## WORK INSTRUCTION A
Say whether each statement agrees with the didanosine article below, answering yes or no and quoting the deciding words: (i) stomach acid destroys didanosine; (ii) didanosine can cure AIDS; (iii) didanosine works against viruses on its own.
## WORK INSTRUCTION B
Pick up the didanosine article after its last sentence and carry it on.

══ SELECTED EXCERPT ══

Didanosine: Effects, Uses & Risks

Didanosine is a drug used in the treatment against infection with the HIV virus. The active ingredient belongs to the virus-inhibiting agents and thereby serves to strengthen the immune system of HIV patients.

What is didanosine?

Didanosine is a drug that is used in the treatment against infection with the HIV virus. Didanosine generally strengthens the body’s defenses of HIV patients, inhibits the multiplication of HIV viruses and lowers their number in the blood, can prevent and in some cases even fight AIDS. Didanosine is a non-acid-stable drug, which is why it is destroyed by stomach acid. For this reason, didanosine is administered only as an enteric-coated capsule or even in combination with acid-binding agents. Didanosine itself is a so-called nucleoside reverse transcriptase inhibitor (NRTI) and, as a drug precursor (prodrug), is not effective against viruses on its own.

Pharmacologic action

Only in the patient’s body is didanosine converted to the actual active ingredient, where it inhibits the enzyme reverse transcriptase, thereby suppressing the replication of HIV viruses. By lowering the number of viruses in the blood, the body’s immune defenses are also strengthened again. Since HIV is a very adaptable virus and thus quickly develops a resistance to individual substances, the active ingredient is usually used in combination with other active ingredients in the treatment of HIV patients. It is possible to combat the disease AIDS or at least delay its onset with the active ingredient didanosine. Didanosine cannot cure the disease, but it can improve quality of life and increase life expectancy.

═══
══ LISTED ENTRIES ══

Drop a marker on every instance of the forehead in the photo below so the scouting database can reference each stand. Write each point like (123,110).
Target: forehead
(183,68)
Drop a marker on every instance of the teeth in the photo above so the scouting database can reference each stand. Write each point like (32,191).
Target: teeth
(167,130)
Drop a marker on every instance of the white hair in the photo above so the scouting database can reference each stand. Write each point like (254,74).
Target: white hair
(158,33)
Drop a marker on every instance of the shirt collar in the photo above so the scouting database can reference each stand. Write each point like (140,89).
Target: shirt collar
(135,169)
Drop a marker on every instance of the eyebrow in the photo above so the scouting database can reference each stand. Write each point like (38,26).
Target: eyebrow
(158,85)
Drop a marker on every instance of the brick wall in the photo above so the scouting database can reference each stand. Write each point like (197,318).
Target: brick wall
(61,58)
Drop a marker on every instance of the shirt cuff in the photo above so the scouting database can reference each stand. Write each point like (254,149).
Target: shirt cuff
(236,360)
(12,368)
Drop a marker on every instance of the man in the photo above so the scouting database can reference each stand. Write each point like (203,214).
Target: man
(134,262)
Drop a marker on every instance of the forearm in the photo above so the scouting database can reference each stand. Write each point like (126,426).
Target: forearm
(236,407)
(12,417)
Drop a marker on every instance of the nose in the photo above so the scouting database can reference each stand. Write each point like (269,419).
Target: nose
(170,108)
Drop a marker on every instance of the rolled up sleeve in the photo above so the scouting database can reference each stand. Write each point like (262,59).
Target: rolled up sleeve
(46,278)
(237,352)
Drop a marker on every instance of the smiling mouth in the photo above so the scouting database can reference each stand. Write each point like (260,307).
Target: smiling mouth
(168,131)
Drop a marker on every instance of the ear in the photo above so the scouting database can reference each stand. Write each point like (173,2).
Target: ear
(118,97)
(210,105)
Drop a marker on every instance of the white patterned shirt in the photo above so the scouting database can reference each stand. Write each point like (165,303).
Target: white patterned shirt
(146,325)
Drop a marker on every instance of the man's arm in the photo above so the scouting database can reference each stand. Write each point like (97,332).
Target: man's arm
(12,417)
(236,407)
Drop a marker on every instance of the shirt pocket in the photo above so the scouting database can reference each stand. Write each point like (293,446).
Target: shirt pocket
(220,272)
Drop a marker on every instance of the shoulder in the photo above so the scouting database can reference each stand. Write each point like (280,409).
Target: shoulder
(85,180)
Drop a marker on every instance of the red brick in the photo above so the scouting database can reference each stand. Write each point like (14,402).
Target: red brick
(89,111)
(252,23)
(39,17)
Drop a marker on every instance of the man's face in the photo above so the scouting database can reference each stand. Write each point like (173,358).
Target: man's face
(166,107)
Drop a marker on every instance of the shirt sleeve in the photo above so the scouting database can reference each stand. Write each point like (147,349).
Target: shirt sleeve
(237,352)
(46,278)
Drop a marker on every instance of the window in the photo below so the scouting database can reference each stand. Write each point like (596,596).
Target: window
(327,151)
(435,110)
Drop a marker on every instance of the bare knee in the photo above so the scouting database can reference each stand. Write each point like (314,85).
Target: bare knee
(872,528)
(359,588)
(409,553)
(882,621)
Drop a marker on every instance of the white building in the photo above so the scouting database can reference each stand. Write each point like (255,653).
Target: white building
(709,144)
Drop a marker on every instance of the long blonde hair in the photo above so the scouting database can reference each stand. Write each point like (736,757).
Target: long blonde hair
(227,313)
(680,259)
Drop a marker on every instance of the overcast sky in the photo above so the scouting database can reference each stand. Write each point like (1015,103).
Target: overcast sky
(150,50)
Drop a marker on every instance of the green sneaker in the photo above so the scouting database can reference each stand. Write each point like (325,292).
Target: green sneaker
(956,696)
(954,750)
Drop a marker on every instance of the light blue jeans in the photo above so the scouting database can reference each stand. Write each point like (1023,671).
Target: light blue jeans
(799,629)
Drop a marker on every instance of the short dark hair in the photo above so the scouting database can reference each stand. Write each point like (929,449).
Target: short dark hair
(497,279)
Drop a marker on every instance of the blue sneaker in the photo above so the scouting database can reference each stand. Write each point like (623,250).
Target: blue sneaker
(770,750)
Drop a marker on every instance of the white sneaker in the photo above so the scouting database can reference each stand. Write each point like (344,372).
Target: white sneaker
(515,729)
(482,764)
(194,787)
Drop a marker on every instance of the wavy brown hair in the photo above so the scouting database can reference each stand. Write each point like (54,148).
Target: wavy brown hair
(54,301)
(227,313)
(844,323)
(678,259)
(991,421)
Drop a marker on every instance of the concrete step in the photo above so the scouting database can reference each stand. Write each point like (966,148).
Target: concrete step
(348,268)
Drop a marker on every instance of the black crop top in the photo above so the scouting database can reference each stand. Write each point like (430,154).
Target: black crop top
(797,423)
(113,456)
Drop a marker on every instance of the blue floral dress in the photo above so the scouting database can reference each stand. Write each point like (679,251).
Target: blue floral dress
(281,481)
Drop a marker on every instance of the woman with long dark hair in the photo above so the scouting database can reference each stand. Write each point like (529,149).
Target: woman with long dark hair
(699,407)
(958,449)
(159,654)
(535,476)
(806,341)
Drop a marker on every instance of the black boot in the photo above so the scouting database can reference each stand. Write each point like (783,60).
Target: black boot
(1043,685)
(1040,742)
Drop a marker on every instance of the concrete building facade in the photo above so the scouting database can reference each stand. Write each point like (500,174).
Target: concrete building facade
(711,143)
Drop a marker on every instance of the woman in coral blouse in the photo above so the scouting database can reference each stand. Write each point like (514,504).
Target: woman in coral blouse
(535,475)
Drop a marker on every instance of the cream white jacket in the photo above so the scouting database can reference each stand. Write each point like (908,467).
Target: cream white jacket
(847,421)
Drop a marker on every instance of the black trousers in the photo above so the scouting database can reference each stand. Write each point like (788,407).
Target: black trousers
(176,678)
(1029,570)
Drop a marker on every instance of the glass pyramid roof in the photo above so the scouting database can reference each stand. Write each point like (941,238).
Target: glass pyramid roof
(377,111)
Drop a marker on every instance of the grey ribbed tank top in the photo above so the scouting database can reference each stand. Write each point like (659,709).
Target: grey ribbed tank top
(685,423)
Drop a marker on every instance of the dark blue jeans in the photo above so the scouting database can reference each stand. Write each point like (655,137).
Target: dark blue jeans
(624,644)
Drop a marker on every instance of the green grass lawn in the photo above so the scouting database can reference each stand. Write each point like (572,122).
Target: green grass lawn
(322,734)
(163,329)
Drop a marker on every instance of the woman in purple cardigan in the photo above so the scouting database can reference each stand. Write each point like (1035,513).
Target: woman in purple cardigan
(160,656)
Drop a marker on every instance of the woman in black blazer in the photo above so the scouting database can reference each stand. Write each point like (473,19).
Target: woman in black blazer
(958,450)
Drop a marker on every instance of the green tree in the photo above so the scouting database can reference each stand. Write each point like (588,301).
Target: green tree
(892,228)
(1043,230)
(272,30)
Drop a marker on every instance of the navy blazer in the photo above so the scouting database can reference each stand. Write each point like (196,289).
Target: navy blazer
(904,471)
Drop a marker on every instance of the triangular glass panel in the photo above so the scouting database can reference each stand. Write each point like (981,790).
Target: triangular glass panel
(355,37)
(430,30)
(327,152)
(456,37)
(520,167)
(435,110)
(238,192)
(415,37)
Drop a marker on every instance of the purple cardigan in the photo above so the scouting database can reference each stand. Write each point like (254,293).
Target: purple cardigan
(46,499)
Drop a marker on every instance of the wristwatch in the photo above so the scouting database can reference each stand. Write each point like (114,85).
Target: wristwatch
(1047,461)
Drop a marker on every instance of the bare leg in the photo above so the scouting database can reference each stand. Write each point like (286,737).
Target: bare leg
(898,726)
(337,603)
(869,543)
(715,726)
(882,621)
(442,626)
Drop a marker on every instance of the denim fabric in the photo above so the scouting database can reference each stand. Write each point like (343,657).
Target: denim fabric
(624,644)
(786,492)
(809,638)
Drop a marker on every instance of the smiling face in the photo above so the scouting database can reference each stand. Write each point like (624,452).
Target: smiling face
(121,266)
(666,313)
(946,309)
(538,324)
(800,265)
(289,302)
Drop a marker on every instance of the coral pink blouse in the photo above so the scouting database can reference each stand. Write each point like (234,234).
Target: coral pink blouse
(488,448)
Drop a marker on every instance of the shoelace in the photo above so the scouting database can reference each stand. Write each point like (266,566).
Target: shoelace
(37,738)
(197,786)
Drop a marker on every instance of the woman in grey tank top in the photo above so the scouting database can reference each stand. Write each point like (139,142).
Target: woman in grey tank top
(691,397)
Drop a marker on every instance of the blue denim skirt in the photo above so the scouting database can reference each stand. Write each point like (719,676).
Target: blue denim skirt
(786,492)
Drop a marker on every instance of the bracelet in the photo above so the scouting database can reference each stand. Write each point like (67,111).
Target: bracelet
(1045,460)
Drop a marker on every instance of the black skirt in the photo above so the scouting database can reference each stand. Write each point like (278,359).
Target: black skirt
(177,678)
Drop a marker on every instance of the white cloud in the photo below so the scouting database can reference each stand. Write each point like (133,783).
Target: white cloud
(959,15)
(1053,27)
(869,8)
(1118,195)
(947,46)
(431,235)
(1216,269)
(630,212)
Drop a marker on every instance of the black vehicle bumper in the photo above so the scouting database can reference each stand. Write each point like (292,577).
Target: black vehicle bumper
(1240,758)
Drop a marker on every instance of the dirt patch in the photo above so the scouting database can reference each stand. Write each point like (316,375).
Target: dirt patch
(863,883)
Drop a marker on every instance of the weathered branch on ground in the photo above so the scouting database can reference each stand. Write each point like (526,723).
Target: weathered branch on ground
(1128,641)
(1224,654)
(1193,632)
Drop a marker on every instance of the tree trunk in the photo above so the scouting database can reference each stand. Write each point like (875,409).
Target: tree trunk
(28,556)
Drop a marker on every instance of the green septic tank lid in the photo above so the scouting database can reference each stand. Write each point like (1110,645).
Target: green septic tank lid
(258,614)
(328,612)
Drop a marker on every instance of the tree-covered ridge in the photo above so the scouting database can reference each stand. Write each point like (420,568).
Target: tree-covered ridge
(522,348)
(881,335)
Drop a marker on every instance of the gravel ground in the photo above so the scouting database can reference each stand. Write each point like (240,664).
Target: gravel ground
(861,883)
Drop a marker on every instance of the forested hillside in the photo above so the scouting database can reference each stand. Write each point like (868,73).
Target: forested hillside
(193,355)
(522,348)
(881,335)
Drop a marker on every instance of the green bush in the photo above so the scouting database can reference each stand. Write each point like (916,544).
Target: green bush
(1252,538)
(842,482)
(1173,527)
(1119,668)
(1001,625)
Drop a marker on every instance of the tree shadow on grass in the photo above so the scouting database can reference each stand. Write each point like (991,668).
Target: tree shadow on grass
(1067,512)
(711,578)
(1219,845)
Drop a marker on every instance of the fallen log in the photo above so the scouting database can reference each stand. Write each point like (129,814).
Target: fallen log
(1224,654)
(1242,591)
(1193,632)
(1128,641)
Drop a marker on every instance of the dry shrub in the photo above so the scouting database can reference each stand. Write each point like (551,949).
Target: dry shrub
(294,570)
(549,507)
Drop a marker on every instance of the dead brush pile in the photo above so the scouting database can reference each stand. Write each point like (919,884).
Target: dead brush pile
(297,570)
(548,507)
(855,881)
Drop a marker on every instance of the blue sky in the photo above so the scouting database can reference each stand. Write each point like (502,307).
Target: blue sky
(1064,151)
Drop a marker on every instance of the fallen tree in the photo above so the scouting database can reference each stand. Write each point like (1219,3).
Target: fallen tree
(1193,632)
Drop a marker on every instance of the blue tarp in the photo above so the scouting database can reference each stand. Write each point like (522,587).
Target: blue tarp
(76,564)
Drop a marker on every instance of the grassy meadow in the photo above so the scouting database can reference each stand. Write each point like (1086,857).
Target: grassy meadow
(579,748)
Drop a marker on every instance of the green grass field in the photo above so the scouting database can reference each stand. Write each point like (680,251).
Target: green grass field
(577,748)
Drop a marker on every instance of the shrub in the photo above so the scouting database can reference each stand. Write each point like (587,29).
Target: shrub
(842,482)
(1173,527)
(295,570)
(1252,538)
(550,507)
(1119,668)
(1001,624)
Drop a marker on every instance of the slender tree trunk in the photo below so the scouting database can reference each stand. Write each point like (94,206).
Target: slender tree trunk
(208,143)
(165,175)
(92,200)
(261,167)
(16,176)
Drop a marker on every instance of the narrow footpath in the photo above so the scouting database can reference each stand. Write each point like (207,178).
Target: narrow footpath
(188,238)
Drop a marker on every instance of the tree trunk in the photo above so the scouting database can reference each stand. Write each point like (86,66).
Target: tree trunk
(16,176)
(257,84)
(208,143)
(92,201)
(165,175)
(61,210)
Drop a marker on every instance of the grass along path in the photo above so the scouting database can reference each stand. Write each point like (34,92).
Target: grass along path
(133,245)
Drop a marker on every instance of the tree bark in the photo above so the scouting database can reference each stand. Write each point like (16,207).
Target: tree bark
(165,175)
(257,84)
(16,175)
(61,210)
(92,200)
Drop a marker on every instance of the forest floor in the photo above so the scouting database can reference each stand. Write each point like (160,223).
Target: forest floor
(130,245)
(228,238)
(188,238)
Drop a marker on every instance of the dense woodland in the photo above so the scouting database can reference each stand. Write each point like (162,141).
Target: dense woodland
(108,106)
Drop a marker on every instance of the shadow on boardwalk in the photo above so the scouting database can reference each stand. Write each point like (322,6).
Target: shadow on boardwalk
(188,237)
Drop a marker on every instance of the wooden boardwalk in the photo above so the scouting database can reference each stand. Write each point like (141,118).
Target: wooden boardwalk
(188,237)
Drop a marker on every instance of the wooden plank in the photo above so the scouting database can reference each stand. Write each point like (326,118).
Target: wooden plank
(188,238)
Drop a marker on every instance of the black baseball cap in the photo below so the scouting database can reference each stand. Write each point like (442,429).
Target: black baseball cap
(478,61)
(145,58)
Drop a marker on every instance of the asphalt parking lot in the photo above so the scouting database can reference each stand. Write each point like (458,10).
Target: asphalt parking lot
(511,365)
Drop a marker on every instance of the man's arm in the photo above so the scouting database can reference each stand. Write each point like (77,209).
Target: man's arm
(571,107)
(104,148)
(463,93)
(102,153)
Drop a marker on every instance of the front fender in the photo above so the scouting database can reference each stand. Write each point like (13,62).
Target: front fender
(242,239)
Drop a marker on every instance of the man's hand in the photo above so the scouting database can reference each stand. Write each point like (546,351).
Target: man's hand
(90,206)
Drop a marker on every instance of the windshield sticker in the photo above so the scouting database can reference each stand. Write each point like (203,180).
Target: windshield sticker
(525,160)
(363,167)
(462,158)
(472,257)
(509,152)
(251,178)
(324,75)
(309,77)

═══

## ANSWER BOX A
(i) Yes: "Didanosine is a non-acid-stable drug, which is why it is destroyed by stomach acid."
(ii) No: "Didanosine cannot cure the disease"
(iii) No: "as a drug precursor (prodrug), is not effective against viruses on its own."

## ANSWER BOX B
Medical application and use

If the patient has hypersensitivity to the active ingredient didanosine, the drug should not be used. It should be used only after careful consideration of risk as well as benefit by the treating physician in patients with HIV infection who have liver disease, enlarged liver, or hepatitis. Patients must be under the strictest supervision throughout treatment, especially overweight women. Patients with a malfunction in certain cell organelles (called mitochondria) also require special monitoring. Caution should also be exercised in HIV patients who have or have had pancreatitis. If liver or kidney function is impaired, the dose must be adjusted accordingly. Trained physicians are then required to supervise treatment if HIV patients have concomitant infection with hepatitis B or hepatitis C viruses, as treatment then carries additional risks. During pregnancy, didanosine – like many other drugs – should be prescribed only after careful consideration of the risk-benefit ratio. However, animal experiments have shown a harmful effect on the unborn child, although these experiments cannot be transferred to the human organism. Didanosine should therefore be avoided as far as possible during the first three months of pregnancy, as there is also an increased risk of a rise in blood lactic acid levels during pregnancy. Therefore, the care of pregnant women with HIV infection should also be provided only by experienced physicians. As a general rule, a woman infected with HIV should not breastfeed her newborn, because the virus enters breast milk and is thus transmitted to the child. If a newborn is infected with the HI virus, it should be treated with didanosine only after three months, if possible, because there is insufficient knowledge about the effect for infants under three months. From the age of three months, treatment with a dose corresponding to the child’s body weight or even body surface area is possible on an individual basis according to the course of the disease. Particularly in children, care should always be taken to ensure that treatment is given with care and under medical supervision.

Risks and side effects

Didanosine, as an agent against HIV and AIDS, has side effects such as diarrhea, malaise, abdominal pain, headache, fatigue, nausea associated with vomiting, hives and rash, hepatitis, jaundice, dry mouth, anemia, hair loss.Other side effects are known, which may occur more or less frequently and vary from patient to patient. Especially in patients with AIDS, it is often difficult to distinguish between disease-related reactions and drug-related side effects. Medications containing the active ingredient didanosine should be taken at least two hours apart from other medications and meals so as not to reduce the absorption of the active ingredient. The treating physician knows which medications should not be taken at the same time.